• [Short exercise] Turn the whole listing below into a numbered list with one item per line, and leave out any blank lines.

Saved entries
# # # #

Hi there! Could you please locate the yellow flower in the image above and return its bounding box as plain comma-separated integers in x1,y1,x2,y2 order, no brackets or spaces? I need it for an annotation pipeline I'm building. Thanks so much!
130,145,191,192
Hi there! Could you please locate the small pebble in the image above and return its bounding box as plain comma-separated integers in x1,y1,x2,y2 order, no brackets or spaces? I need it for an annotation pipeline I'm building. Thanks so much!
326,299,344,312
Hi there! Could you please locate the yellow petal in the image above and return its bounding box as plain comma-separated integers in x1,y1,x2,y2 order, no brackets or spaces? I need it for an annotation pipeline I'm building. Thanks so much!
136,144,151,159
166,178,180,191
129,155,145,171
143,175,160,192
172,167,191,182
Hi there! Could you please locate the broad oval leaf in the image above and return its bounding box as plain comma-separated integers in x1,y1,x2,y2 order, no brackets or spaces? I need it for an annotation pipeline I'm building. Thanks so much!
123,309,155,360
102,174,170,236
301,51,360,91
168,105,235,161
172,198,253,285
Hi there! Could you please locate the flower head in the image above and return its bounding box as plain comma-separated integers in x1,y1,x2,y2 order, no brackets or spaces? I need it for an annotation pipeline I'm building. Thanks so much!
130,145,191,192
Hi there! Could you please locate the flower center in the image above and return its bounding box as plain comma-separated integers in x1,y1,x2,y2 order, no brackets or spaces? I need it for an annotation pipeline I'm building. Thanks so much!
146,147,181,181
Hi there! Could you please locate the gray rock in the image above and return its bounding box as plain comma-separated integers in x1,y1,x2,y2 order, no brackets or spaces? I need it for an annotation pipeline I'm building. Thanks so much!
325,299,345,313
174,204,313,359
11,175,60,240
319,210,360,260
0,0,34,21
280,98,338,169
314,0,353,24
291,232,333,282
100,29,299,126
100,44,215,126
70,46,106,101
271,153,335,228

# # # #

• [Solution]
1. Hi there! Could you please locate the yellow flower in the image above and return its bounding box as plain comma-separated integers in x1,y1,x2,y2 order, no brackets or spaces? I need it for an annotation pipeline I'm building. Thanks so much!
2. 130,145,191,192
3. Hi there! Could you please locate the small pebble in the image above and return its bounding box as plain comma-separated integers in x1,y1,x2,y2 order, no brackets or spaces? I need it for an annotation pipeline I'm building. Thanks so much!
4. 326,299,344,312
5. Hi there! Could you please locate the yellow petal in the image above and return its bounding box as plain comma-separated integers in x1,y1,x2,y2 order, no brackets or spaces? I need it for an annotation pipeline I'm building. Thanks so much!
6. 136,144,151,159
7. 166,178,180,191
8. 129,155,145,171
9. 143,175,160,192
10. 172,167,191,182
11. Hi there! Could you please locate the broad oval leaf in the image above and return its bounding box as plain comma-separated integers in x1,y1,x2,y2 order, no brackets or spaces? I need it for an annotation pipeline I'm building. Thanks so much!
12. 123,309,155,360
13. 102,174,170,236
14. 301,51,360,91
15. 168,105,235,161
16. 172,198,253,285
17. Hi there! Could you please locate the flower head in the image above and return its bounding box as plain comma-separated integers in x1,y1,x2,y2 order, no brackets or spaces? I need it for an annotation pipeline I'm building. Thanks so much!
18. 130,145,191,192
19. Hi there! Could you please locate the flower center in the image above and return its bounding box as plain comma-separated integers in x1,y1,x2,y2 order, no brackets or spaces? I need it for an annotation pipeline I'm building. Thanks so much!
20. 146,147,181,181
21. Hi there! Could you please locate the gray rock in the image above and return its bounding box as plain comma-separated integers in x1,y1,x2,y2 order, no brackets or spaces? I need it for an annotation pipeline I'm building. Thanks so much!
22. 325,299,345,313
23. 174,204,313,359
24. 11,175,60,240
25. 319,210,360,260
26. 0,0,34,21
27. 280,98,338,169
28. 314,0,353,24
29. 291,232,333,282
30. 100,29,299,126
31. 100,44,215,126
32. 70,46,106,101
33. 271,153,335,228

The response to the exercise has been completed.